**YOUR TASK:**
Print the data that follows exactly, leaving nothing out.

**Dataset entries:**
◇ ◇ ◇

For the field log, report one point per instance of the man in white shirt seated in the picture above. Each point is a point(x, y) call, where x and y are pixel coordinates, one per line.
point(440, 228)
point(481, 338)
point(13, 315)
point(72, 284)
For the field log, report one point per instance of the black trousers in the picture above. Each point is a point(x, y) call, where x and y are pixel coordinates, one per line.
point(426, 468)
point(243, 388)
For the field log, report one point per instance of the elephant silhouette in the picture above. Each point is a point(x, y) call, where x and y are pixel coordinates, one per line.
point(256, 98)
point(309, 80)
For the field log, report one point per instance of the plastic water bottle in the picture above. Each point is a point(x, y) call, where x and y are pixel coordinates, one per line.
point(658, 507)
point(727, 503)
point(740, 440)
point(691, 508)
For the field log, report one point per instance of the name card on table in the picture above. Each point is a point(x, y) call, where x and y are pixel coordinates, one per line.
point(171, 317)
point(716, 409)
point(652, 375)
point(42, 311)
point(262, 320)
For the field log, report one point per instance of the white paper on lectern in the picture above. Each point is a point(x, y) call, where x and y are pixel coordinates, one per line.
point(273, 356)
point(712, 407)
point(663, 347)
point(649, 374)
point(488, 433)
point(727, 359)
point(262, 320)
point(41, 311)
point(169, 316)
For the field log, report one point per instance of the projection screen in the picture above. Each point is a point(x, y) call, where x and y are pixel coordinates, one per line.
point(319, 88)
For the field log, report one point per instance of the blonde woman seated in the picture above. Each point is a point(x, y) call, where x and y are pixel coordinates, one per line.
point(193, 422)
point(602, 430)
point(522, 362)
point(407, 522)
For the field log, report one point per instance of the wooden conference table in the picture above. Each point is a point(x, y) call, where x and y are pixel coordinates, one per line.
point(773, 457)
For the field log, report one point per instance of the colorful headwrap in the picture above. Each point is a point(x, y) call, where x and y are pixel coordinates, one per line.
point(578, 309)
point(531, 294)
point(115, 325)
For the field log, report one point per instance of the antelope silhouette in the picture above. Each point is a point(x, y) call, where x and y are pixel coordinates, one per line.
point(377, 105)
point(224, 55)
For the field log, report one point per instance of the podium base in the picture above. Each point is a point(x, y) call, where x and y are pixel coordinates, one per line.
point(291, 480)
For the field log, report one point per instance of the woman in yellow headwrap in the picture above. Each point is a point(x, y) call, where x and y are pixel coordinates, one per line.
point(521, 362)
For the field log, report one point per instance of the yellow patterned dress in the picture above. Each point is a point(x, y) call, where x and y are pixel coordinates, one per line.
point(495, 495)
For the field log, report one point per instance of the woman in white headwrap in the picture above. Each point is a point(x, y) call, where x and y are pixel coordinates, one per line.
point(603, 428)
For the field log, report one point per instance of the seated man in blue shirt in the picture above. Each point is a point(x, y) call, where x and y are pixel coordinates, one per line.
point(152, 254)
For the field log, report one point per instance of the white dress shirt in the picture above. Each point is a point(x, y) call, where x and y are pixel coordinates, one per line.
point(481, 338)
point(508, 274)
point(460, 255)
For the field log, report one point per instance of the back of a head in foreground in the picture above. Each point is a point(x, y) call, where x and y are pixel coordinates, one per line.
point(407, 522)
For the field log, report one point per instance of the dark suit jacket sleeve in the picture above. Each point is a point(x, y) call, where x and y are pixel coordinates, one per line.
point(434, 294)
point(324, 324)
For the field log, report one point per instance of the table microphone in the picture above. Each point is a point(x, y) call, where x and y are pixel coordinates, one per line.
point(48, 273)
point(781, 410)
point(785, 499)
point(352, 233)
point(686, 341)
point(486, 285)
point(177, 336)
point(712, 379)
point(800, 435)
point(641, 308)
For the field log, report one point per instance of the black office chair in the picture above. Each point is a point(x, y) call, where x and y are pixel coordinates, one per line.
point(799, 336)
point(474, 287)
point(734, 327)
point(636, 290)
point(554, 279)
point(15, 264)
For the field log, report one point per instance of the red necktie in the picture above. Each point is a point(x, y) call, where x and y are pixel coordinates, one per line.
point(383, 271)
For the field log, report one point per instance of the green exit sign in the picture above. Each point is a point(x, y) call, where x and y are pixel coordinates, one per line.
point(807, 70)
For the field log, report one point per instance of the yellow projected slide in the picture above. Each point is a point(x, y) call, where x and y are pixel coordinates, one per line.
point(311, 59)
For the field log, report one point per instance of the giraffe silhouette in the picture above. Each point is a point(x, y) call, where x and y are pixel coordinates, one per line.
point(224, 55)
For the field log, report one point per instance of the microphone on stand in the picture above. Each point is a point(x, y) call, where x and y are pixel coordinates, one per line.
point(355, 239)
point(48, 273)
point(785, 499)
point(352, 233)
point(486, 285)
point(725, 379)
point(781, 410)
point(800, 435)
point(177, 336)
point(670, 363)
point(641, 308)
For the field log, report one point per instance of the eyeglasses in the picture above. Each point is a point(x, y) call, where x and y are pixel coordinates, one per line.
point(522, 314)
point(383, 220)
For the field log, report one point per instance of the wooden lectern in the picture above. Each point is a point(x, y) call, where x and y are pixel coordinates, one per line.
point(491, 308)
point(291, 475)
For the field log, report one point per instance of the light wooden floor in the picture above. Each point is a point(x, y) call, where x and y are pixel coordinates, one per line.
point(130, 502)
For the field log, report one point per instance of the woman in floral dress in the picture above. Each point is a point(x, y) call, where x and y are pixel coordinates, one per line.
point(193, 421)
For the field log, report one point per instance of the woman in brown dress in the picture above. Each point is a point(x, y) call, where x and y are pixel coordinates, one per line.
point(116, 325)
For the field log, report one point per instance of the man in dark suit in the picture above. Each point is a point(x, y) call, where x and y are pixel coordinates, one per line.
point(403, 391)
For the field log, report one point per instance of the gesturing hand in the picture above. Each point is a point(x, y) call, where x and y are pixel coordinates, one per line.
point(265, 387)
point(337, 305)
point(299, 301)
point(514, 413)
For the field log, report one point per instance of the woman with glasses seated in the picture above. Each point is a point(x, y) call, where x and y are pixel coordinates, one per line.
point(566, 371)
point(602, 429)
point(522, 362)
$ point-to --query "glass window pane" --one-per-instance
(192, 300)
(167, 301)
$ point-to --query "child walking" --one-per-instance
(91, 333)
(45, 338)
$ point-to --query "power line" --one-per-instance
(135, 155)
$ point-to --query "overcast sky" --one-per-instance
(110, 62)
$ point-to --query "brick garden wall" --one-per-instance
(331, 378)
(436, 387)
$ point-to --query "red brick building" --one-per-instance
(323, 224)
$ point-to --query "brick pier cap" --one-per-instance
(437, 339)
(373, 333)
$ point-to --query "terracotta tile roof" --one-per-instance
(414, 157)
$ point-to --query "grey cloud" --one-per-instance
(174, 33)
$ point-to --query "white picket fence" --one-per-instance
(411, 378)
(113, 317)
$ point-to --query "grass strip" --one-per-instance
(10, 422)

◇ ◇ ◇

**TASK SOLUTION:**
For the field log, report one point per instance of the man in white shirt seated in the picture above. Each point is a point(x, y) call, where x and y are pixel coordinates, one per line.
point(440, 228)
point(481, 338)
point(13, 315)
point(72, 284)
For the field log, report one point per instance of the black trousers in the picture above. Each point is a point(x, y) call, where x and y are pixel coordinates, one per line.
point(426, 468)
point(243, 388)
For the field log, report one point per instance of the elephant silhouette in the picture above. Each point is a point(x, y) call, where x and y are pixel coordinates, one per line.
point(256, 98)
point(309, 80)
For the field log, report one point per instance of the plastic water bottle in the picture above. Each point is a point(x, y) call, where x and y are pixel coordinates, one per line.
point(658, 507)
point(727, 503)
point(740, 440)
point(691, 508)
For the field log, report one point per instance of the name card on table in the picture above. Each point is a point(x, y) call, where x and y are pixel coordinates, one per line.
point(171, 317)
point(716, 409)
point(652, 375)
point(42, 311)
point(262, 320)
For the field log, report one point per instance of the white paper on lectern in the picture above. Each point is a point(x, y) call, where x and y are pixel coordinates, one per line.
point(273, 356)
point(712, 407)
point(663, 347)
point(649, 374)
point(488, 433)
point(727, 359)
point(262, 320)
point(41, 311)
point(169, 316)
For the field log, report one point per instance of the projection screen in the picture above. Each point is a point(x, y) call, where x and y are pixel coordinates, one per line.
point(319, 88)
For the field log, report one point per instance of the blonde woman seated in the picture above. Each point is a point(x, y) call, where x and y are pixel coordinates, one per line.
point(193, 422)
point(602, 430)
point(522, 362)
point(407, 522)
For the field log, report one point per instance of the wooden conference table in the picture above. Each point is a point(x, y) call, where x and y are pixel coordinates, one per line.
point(773, 457)
For the field log, report one point per instance of the colorful headwrap in the picture above. Each point is a point(x, y) call, where x and y are pixel coordinates, one per line.
point(578, 309)
point(531, 294)
point(115, 325)
For the field log, report one point per instance of the antelope silhouette in the picture above. Each point is a point(x, y) call, where x and y are pixel coordinates, one per line.
point(377, 105)
point(224, 55)
For the field log, report one point per instance of the podium base in the picture above. Each point is a point(x, y) call, where x and y are pixel coordinates, one per line.
point(291, 480)
For the field log, report one point per instance of the woman in yellow headwrap in the picture above. Each point is a point(x, y) call, where x and y are pixel coordinates, one per line.
point(521, 362)
For the field log, report one point per instance of the yellow patterned dress in the picture above. Each point is a point(x, y) call, where x and y are pixel coordinates, one per line.
point(495, 495)
For the field log, report one point per instance of the woman in white headwrap in the picture above. Each point is a point(x, y) call, where x and y are pixel coordinates, one per line.
point(603, 428)
For the field log, report one point per instance of the seated man in blue shirt in the picture above. Each point is a point(x, y) call, where x and y are pixel coordinates, one per line.
point(152, 254)
For the field log, report one point per instance of the white dress shirt in the picture above. Each point is a point(x, y) call, where x and y are pixel coordinates, one per line.
point(481, 338)
point(508, 274)
point(460, 255)
For the field log, report one point per instance of the back of a head in foreground in the picture above. Each point is a point(x, y) call, where x and y are pixel coordinates, one per line.
point(407, 522)
For the field log, report one point per instance of the dark suit jacket sleeve in the picture above. Each point is a point(x, y) call, where x and y are pixel coordinates, one per line.
point(434, 294)
point(324, 324)
For the field log, report one point per instance of the table microphone in the picture above. Each point is a point(x, y) call, where x and y are pixel coordinates, one per line.
point(48, 273)
point(781, 410)
point(785, 499)
point(352, 233)
point(686, 341)
point(486, 285)
point(177, 336)
point(712, 379)
point(800, 435)
point(641, 308)
For the field log, report one point per instance of the black office chair in the picture above. Each point is a point(x, y) call, where x and y are pixel coordinates, one per line.
point(799, 336)
point(474, 287)
point(734, 327)
point(636, 290)
point(554, 279)
point(15, 264)
For the field log, report one point per instance of the red necktie in the picture above. Each point is a point(x, y) call, where x and y are pixel coordinates, one per line.
point(383, 271)
For the field log, report one point per instance of the green exit sign in the picture above. Each point is a point(x, y) call, where x and y are pixel coordinates, one per line.
point(807, 70)
For the field log, report one point per instance of the yellow projected slide in the picture above. Each point is a point(x, y) call, where x and y are pixel coordinates, one per line.
point(311, 59)
For the field log, report one point per instance of the giraffe silhouette in the picture above. Each point is a point(x, y) call, where x and y are pixel coordinates, one per line.
point(224, 55)
For the field log, report one point per instance of the microphone on stand in the picture above. Each point is a point(x, y) call, where x and y are pixel coordinates, one per line.
point(355, 239)
point(48, 273)
point(785, 499)
point(352, 233)
point(486, 285)
point(725, 379)
point(781, 410)
point(800, 435)
point(177, 336)
point(670, 363)
point(641, 308)
For the field log, report one point per instance of the eyeglasses in the picture above. Each point is a point(x, y) call, where x and y are pixel coordinates, one per line.
point(522, 314)
point(383, 220)
For the field log, report one point per instance of the wooden lectern in the picture above. Each point is a point(x, y) call, where x and y are pixel coordinates, one per line.
point(491, 308)
point(291, 475)
For the field log, report one point per instance of the light wooden floor in the picture above. Each point is a point(x, y) call, where x and y are pixel coordinates, one per line.
point(130, 502)
For the field log, report one point per instance of the woman in floral dress in the picture above. Each point is a point(x, y) call, where x and y are pixel coordinates, one per line.
point(193, 421)
For the field log, report one point per instance of the woman in brown dress in the picture above. Each point is a point(x, y) call, where x and y are pixel coordinates, one per line.
point(116, 325)
For the field log, report one point per instance of the man in dark suit in the picture above. Each point is a point(x, y) call, where x and y are pixel coordinates, one per line.
point(403, 391)
For the field log, report one point per instance of the gesturing hand in the picture above. Each point is a point(x, y) call, where x and y are pixel coordinates, one per line.
point(265, 387)
point(337, 305)
point(299, 301)
point(514, 413)
For the field log, report one point per instance of the woman with glasses seated in the picture above. Each point is a point(x, y) call, where x and y are pixel coordinates, one per line.
point(566, 371)
point(602, 429)
point(522, 362)
$ point-to --query "glass window pane" --one-per-instance
(192, 300)
(167, 301)
$ point-to --query "child walking" --one-per-instance
(91, 333)
(45, 338)
$ point-to --query "power line" --one-per-instance
(135, 155)
$ point-to --query "overcast sky" --one-per-instance
(110, 62)
$ point-to --query "brick garden wall" --one-per-instance
(331, 378)
(436, 387)
$ point-to --query "red brick building" --one-per-instance
(323, 224)
$ point-to --query "brick pier cap" --one-per-instance
(437, 339)
(373, 333)
$ point-to --query "terracotta tile roof" --one-per-instance
(414, 157)
$ point-to --query "grey cloud" --one-per-instance
(174, 33)
$ point-to --query "white picket fence" --one-per-instance
(411, 378)
(113, 317)
$ point-to --query "grass strip" --one-per-instance
(10, 422)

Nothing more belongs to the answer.